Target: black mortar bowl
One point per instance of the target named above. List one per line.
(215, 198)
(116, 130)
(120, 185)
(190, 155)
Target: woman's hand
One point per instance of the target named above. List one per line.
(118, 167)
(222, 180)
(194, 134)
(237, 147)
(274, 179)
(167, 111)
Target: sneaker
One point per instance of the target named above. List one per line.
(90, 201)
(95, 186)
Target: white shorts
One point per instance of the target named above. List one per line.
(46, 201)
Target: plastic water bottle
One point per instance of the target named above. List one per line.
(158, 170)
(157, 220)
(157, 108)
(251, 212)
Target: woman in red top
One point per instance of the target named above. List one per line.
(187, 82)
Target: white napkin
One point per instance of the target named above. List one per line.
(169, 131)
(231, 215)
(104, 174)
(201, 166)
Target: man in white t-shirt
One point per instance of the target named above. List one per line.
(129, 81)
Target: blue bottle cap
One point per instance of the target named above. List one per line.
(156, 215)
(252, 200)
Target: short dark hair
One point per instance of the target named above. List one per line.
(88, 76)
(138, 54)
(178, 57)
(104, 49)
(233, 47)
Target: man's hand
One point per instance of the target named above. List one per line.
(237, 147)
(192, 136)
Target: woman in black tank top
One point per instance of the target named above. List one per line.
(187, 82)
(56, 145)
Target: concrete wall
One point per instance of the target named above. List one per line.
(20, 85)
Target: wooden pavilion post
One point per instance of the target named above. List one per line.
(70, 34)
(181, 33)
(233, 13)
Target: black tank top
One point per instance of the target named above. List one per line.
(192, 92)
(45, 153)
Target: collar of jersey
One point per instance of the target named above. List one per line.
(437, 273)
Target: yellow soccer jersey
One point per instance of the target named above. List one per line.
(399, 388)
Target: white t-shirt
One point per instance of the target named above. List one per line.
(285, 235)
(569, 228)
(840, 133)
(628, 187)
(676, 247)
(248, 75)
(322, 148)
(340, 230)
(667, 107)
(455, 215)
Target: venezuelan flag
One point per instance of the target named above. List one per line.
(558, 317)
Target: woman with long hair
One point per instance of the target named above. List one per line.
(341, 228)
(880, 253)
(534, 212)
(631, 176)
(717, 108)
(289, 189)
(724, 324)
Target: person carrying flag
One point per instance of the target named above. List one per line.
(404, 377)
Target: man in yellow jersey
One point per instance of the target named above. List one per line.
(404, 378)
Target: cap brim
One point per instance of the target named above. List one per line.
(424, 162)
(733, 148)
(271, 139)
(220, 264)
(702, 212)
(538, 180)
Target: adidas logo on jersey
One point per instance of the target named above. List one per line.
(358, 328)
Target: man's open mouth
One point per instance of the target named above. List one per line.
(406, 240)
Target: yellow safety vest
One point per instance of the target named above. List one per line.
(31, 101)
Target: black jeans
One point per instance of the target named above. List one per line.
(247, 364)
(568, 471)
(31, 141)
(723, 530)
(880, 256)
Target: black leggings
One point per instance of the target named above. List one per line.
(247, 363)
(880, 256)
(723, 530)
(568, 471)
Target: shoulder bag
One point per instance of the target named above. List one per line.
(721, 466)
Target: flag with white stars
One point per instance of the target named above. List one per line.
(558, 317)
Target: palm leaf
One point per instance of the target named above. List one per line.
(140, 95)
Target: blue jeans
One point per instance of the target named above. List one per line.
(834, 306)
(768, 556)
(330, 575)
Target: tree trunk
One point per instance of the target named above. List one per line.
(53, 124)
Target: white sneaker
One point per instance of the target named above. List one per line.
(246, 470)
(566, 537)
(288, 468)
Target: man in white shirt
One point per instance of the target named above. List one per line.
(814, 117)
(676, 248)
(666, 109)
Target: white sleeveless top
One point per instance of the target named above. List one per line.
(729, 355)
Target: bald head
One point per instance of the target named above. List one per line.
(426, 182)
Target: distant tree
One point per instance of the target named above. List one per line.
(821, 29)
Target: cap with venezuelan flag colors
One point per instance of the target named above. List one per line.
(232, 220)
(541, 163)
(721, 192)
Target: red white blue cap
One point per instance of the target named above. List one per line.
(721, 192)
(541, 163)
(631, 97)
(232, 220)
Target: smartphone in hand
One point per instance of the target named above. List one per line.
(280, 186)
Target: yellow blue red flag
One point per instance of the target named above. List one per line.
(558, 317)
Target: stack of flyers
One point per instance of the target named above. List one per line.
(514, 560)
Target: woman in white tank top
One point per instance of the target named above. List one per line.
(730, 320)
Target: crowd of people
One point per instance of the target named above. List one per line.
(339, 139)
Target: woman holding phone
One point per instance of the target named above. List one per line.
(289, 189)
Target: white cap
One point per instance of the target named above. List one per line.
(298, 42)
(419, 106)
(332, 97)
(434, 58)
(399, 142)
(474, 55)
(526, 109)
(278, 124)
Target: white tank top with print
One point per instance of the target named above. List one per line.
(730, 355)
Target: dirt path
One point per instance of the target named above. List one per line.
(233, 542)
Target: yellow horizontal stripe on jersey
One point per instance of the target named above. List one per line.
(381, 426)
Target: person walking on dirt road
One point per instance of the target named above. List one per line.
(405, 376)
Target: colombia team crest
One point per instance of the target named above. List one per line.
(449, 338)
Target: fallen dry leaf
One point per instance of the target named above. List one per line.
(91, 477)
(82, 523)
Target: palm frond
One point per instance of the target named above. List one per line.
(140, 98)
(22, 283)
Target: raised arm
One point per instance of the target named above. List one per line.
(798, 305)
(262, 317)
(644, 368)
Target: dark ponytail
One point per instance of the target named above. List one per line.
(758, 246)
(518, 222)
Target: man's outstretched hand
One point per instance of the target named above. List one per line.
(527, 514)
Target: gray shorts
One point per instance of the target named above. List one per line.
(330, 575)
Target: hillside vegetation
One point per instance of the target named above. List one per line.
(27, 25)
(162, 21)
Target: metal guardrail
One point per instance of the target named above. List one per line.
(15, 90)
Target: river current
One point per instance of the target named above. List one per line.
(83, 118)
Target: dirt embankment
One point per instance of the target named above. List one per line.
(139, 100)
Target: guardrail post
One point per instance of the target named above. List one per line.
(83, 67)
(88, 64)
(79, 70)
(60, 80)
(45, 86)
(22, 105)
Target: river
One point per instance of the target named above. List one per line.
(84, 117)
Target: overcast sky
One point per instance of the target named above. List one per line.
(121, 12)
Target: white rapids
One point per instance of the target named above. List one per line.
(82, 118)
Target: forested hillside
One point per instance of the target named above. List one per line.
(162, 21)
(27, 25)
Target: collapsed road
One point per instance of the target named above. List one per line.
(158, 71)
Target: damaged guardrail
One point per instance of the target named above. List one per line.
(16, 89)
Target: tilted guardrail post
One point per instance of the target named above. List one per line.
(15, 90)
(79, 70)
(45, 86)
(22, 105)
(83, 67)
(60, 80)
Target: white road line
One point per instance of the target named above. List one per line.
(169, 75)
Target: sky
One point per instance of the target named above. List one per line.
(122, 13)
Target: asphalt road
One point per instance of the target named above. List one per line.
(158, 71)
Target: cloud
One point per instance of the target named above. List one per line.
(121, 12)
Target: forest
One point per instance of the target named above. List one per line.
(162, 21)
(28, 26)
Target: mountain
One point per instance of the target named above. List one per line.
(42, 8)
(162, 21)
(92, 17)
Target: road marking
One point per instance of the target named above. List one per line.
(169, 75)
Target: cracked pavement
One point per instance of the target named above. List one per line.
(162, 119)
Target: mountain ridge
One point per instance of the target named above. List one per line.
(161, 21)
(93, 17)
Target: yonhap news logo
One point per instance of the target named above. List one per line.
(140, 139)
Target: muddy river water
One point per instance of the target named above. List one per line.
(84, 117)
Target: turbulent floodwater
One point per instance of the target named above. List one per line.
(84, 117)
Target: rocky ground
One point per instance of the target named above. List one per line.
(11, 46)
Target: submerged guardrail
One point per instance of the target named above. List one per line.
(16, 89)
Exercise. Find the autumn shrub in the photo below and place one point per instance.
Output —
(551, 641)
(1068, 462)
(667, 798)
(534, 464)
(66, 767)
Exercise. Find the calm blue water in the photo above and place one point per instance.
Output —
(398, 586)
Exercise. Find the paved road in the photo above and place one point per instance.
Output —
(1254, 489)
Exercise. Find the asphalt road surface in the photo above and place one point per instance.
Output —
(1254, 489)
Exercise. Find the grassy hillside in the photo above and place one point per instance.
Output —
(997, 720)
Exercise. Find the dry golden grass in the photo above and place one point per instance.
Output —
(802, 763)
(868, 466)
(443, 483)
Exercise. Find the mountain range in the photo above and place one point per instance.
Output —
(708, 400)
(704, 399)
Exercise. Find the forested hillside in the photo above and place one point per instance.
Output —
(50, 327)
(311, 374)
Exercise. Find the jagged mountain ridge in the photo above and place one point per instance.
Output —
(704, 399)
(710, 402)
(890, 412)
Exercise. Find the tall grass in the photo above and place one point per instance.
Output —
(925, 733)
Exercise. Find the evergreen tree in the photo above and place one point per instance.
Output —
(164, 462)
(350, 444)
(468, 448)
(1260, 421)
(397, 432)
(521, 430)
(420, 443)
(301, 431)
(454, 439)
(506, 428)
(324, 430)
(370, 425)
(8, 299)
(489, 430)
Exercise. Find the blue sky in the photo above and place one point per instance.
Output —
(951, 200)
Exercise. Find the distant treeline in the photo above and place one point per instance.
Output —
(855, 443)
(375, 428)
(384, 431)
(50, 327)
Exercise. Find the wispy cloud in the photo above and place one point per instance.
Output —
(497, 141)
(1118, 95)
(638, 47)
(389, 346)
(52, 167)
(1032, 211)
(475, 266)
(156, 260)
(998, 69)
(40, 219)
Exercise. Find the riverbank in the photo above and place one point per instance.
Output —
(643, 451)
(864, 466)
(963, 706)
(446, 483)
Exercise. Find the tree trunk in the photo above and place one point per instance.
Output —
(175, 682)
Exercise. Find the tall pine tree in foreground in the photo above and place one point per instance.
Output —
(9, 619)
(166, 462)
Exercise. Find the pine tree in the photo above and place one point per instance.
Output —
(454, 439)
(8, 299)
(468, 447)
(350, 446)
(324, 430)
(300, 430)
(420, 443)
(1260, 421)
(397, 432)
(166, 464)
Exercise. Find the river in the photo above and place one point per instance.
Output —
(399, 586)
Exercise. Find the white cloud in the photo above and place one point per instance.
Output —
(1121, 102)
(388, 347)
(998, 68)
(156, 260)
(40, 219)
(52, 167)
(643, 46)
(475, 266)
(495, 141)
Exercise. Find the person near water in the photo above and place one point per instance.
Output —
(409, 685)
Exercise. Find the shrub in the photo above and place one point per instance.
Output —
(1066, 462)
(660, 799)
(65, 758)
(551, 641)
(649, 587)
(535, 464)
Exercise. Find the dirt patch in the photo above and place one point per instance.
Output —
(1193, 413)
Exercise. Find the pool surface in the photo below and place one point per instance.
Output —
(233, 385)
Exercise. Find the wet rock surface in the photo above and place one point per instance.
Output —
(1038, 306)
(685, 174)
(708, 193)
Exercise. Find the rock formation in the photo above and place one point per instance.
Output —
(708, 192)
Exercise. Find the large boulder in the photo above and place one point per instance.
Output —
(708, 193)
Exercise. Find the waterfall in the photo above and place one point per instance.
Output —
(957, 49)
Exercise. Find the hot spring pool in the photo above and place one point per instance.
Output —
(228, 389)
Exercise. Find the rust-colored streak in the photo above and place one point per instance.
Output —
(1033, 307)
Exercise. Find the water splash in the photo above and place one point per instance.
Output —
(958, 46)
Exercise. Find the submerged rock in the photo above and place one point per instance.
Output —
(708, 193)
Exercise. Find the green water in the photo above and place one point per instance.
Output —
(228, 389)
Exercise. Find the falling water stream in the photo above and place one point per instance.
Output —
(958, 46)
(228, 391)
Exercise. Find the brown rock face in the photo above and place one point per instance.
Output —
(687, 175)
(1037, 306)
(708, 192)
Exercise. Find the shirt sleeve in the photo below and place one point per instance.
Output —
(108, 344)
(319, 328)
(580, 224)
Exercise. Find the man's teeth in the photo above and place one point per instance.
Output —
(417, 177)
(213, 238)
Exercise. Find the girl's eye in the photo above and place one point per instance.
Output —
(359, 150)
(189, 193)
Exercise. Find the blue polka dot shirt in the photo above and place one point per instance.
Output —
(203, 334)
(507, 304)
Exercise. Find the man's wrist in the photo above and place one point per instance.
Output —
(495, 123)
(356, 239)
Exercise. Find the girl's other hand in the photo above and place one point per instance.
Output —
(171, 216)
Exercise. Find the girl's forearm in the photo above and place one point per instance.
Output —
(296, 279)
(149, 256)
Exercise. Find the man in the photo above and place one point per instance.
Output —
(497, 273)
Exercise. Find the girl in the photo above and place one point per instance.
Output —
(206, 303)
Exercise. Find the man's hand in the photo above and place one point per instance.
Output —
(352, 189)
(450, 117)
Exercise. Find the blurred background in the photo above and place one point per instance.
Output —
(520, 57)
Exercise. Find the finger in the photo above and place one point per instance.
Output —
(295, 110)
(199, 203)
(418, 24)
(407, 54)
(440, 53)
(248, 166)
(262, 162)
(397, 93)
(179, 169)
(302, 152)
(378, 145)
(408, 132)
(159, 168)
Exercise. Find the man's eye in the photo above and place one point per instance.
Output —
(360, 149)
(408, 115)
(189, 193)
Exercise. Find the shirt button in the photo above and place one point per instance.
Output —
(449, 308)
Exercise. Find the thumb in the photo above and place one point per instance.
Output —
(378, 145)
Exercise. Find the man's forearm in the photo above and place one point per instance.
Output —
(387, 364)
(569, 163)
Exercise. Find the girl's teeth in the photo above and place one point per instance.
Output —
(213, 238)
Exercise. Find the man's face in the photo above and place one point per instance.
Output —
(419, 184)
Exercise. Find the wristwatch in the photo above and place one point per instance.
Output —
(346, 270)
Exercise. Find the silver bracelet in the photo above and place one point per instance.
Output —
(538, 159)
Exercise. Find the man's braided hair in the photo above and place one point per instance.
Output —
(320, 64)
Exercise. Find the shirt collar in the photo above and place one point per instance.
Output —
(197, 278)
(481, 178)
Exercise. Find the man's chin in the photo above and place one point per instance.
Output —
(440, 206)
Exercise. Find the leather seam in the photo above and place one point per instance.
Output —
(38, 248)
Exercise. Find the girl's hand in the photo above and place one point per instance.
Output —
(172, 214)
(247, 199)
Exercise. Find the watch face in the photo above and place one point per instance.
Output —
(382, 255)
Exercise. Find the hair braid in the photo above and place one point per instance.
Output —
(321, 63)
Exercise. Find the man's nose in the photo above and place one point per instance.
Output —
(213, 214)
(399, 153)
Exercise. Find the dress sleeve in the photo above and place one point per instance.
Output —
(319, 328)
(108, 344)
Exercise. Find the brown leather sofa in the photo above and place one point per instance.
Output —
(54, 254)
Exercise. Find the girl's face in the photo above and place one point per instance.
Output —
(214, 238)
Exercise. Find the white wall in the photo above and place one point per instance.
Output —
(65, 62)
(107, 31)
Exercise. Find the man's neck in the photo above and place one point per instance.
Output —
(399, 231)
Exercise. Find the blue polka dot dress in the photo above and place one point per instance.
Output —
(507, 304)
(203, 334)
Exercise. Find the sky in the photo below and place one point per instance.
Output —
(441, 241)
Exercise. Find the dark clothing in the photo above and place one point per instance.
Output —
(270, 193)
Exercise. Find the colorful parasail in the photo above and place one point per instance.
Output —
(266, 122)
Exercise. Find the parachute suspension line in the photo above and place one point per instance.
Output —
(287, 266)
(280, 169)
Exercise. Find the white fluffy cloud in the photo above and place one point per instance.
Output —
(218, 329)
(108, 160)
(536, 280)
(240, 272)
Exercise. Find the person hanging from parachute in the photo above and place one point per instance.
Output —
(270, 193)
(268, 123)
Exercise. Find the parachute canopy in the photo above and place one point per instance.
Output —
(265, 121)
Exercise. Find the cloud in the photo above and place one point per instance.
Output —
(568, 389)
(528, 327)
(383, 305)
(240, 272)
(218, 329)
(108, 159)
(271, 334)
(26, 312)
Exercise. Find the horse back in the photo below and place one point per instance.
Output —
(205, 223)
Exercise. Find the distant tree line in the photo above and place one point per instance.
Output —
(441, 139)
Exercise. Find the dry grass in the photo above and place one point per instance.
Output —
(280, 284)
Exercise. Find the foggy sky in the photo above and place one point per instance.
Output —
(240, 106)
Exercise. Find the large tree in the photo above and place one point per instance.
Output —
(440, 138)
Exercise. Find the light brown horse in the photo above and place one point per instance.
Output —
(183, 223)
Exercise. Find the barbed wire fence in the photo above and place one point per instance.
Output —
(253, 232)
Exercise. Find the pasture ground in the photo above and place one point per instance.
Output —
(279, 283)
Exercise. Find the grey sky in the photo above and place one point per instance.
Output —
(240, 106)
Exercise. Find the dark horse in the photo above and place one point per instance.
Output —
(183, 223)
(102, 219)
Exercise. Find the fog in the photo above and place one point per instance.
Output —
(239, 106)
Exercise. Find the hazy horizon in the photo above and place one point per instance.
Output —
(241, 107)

^^^^^^^^

*WHAT THIS TASK INVOLVES:*
Exactly reproduce the lines that run from the line with "Exercise. Find the horse" through the last line of the records, inclusive.

*TASK OUTPUT:*
Exercise. Find the horse back in the photo below and place one point per instance.
Output —
(205, 223)
Exercise. Find the distant tree line in the photo above and place one point per instance.
Output —
(441, 139)
Exercise. Find the dry grass in the photo above and place one point per instance.
Output —
(280, 284)
Exercise. Find the foggy sky in the photo above and place one point per instance.
Output —
(240, 106)
Exercise. Find the large tree in the photo above and place one point per instance.
Output —
(440, 138)
Exercise. Find the light brown horse in the photo above and place one point per instance.
Output —
(183, 223)
Exercise. Find the barbed wire fence in the photo above and place one point per instance.
Output —
(253, 232)
Exercise. Find the pasture ground in the photo above and place one point per instance.
Output —
(279, 283)
Exercise. Find the grey sky in the photo above and place one point per instance.
Output —
(240, 106)
Exercise. Find the dark horse in the photo above and place one point per instance.
Output —
(183, 223)
(102, 219)
Exercise. Find the fog in the photo above and place one point per instance.
Output —
(239, 106)
Exercise. Find the hazy horizon in the photo above and place one point per instance.
Output —
(241, 107)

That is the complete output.